[Point localization data]
──────────

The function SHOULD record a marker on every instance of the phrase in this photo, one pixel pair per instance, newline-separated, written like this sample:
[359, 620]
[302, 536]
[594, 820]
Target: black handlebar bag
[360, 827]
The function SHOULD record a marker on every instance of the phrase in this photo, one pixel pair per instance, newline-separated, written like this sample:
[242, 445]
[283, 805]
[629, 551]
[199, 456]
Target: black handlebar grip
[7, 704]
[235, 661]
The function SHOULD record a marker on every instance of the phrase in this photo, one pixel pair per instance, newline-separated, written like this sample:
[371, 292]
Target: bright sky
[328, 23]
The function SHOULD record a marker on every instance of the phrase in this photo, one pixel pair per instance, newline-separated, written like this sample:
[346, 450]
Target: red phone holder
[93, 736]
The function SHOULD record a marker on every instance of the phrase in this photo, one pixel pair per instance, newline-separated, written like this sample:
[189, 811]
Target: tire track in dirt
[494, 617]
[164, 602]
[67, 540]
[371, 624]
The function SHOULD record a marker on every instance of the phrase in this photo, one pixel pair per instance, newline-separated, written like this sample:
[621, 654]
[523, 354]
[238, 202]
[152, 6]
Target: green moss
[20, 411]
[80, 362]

──────────

What needs duplicating is the run of lines from the one containing "Target: tire track in dirt" through the last line of the entries above, exact and complete.

• TASK RESULT:
Target: tire track in dirt
[494, 617]
[164, 602]
[67, 540]
[371, 624]
The function SHOULD record a marker on every instance of the phrase in this photo, one pixel pair per instance, newline-separated, written like this sample:
[621, 654]
[523, 354]
[238, 202]
[152, 6]
Target: green moss
[20, 411]
[80, 362]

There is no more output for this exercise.